◆ Stored data:
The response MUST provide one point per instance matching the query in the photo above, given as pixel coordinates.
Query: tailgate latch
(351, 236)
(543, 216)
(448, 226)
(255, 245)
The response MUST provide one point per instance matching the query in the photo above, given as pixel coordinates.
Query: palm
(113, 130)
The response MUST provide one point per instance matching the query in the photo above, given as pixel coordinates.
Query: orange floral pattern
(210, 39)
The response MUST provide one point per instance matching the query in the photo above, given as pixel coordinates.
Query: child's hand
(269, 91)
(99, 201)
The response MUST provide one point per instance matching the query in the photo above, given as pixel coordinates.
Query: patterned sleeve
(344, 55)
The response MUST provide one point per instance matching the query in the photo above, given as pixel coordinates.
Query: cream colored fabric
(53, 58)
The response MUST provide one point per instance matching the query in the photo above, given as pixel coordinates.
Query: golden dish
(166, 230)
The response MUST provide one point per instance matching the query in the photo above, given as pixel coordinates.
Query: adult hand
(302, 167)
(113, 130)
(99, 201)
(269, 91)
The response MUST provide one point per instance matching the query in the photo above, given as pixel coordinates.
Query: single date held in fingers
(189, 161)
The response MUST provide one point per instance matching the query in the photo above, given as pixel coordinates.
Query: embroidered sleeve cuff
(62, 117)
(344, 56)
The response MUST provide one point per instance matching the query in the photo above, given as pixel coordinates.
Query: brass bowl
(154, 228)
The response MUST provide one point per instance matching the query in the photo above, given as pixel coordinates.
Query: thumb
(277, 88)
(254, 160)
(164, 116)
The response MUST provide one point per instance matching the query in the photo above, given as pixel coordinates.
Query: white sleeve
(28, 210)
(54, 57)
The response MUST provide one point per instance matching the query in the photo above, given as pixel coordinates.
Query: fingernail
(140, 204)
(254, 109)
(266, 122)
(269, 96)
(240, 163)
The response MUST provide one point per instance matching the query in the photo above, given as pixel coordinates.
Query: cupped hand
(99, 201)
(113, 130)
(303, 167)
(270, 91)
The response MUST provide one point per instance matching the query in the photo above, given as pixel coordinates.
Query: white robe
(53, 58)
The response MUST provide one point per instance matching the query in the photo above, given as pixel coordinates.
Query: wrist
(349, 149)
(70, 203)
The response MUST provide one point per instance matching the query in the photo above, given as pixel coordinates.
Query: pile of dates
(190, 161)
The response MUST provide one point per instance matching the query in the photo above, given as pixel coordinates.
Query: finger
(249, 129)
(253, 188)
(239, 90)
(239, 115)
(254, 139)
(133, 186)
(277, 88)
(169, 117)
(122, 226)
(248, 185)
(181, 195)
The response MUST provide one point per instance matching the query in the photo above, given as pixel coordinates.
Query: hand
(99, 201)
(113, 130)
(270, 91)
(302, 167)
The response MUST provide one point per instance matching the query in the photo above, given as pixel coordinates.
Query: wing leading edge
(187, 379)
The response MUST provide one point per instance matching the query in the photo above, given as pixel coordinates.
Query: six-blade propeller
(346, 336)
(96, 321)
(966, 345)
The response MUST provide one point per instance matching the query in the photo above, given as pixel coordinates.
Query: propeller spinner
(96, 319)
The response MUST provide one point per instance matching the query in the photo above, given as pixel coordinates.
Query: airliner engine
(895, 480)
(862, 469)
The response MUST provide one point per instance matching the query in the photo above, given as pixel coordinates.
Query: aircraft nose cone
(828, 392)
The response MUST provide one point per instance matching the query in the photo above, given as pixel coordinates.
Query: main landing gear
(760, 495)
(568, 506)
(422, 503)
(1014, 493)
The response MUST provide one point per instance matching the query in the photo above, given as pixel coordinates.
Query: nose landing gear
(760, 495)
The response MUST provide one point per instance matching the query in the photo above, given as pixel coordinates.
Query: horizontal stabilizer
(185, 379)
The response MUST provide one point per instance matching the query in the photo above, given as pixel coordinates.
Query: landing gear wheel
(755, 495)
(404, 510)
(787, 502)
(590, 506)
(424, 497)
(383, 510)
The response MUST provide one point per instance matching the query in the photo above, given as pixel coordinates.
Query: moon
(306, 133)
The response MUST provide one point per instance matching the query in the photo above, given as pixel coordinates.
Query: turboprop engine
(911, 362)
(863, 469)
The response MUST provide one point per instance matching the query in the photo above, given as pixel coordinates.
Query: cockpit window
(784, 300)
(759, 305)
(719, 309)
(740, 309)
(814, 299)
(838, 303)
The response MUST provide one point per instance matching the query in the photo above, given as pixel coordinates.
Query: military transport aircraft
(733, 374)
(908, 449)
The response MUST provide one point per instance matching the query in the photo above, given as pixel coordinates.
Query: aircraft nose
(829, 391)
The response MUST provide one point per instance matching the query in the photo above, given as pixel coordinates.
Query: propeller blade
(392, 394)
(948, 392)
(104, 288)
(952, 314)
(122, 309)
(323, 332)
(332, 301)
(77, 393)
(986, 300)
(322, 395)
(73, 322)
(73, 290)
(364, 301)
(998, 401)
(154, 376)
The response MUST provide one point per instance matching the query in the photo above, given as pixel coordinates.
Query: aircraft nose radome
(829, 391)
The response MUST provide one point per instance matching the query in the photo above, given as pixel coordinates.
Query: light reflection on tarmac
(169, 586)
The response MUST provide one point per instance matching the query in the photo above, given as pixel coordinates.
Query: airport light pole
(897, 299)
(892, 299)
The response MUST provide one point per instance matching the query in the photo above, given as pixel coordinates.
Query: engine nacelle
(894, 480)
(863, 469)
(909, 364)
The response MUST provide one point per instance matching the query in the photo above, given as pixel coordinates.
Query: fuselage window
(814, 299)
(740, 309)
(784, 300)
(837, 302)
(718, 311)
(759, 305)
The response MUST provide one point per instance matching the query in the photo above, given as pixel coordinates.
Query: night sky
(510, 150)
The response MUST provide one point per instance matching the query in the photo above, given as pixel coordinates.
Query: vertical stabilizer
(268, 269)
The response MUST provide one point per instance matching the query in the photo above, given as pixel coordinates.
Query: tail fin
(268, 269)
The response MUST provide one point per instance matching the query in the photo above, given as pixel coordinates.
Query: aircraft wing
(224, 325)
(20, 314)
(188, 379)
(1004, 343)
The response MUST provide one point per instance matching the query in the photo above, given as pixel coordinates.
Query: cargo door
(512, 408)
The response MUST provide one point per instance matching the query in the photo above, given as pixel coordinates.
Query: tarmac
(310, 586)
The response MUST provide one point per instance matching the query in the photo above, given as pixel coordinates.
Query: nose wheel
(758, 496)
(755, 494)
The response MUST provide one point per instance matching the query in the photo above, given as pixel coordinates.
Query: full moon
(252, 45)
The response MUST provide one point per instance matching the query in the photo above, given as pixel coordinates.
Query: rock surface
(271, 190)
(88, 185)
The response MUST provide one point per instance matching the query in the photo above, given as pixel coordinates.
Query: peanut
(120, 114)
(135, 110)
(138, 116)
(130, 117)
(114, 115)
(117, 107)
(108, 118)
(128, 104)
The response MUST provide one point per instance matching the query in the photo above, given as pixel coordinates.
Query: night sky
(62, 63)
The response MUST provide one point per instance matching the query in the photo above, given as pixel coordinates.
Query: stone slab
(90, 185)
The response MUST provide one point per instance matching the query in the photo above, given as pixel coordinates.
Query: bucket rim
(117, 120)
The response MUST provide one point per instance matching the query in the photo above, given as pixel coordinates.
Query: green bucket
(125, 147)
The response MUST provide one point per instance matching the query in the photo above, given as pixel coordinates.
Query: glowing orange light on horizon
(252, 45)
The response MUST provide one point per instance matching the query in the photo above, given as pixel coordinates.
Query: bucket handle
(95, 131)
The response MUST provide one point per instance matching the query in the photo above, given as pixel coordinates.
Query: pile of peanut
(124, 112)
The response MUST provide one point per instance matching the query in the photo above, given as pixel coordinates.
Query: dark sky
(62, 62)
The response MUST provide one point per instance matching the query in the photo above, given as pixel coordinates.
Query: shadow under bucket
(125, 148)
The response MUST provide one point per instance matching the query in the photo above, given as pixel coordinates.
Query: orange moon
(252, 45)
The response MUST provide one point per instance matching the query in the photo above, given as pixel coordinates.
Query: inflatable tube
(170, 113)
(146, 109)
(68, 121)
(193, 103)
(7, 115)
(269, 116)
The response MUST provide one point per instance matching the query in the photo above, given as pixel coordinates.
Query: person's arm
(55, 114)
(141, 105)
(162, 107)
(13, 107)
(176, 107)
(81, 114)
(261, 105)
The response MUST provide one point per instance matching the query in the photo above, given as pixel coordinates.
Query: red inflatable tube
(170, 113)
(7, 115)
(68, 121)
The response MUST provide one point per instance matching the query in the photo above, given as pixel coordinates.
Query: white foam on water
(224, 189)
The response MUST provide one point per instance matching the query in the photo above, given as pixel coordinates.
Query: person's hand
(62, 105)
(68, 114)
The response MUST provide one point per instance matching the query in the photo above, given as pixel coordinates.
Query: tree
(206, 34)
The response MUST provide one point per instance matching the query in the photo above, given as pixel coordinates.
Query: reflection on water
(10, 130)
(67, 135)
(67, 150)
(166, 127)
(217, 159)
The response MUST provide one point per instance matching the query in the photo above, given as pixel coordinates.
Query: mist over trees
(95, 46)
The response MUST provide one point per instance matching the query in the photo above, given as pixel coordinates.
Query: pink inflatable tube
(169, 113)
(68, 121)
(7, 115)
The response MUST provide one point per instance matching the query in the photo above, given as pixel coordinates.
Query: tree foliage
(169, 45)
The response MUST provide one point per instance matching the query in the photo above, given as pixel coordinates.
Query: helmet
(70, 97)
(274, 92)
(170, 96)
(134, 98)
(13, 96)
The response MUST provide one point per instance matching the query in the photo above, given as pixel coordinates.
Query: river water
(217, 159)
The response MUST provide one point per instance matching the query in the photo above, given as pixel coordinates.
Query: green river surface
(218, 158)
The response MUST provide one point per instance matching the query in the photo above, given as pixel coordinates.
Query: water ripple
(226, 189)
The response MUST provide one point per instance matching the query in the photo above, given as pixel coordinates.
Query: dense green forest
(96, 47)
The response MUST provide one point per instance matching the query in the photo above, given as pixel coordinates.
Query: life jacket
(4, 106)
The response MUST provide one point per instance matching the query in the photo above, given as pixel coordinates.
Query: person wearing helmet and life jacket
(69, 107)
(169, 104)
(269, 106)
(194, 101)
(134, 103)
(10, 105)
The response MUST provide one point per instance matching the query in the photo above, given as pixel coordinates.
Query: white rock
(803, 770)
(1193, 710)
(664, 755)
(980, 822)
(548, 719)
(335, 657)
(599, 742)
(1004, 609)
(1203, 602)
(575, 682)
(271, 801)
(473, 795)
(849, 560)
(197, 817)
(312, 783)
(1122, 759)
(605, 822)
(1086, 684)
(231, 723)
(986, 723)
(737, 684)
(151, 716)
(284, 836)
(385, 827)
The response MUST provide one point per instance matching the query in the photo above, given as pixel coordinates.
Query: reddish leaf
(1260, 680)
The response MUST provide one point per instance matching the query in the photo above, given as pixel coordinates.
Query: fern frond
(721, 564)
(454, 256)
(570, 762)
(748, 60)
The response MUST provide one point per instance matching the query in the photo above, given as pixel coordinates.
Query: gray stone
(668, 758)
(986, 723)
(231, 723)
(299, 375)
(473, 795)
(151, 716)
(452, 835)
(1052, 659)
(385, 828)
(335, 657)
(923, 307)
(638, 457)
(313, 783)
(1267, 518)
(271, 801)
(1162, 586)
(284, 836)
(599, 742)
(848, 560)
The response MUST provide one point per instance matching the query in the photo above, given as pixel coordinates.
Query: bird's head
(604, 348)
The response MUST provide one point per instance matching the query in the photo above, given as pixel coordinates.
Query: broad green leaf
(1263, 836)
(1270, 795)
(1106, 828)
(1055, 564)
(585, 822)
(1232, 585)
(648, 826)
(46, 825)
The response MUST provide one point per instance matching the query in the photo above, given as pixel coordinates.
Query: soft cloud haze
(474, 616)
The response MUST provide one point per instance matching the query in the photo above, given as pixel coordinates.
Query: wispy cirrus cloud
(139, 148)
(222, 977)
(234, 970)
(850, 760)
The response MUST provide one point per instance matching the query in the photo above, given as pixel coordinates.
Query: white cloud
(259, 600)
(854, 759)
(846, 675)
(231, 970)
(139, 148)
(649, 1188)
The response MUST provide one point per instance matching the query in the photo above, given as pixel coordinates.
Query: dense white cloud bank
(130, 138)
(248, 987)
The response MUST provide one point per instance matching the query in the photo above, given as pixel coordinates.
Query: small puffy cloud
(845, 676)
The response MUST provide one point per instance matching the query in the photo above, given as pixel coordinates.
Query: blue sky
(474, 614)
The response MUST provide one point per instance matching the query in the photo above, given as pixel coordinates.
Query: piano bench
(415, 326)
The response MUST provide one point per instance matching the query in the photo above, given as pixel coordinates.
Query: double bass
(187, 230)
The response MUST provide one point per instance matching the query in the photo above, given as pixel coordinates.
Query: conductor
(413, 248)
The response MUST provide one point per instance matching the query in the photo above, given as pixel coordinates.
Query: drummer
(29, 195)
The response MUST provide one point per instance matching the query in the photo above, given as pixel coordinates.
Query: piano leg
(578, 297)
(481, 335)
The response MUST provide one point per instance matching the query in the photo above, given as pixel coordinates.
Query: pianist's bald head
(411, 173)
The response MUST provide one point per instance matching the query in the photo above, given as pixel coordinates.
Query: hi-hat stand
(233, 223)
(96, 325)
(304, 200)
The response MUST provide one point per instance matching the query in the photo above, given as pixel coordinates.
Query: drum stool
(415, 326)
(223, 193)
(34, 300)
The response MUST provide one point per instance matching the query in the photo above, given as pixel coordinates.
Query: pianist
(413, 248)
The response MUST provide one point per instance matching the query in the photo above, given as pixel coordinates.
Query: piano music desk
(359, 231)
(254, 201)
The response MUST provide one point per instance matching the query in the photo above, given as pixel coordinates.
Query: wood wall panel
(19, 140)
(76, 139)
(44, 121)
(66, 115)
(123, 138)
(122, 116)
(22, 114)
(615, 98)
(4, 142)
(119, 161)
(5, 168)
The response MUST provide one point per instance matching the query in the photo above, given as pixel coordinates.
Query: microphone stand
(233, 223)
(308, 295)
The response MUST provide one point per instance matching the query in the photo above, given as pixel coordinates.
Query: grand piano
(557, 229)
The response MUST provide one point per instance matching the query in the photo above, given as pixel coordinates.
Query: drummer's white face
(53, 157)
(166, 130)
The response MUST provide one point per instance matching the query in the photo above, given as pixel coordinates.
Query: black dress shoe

◆ Task to carry out: Locate every line in the items above that contains the string "helmet", and copy each such line in full. Treat case as significant.

◆ Exercise response:
Query: helmet
Query: person wearing helmet and life jacket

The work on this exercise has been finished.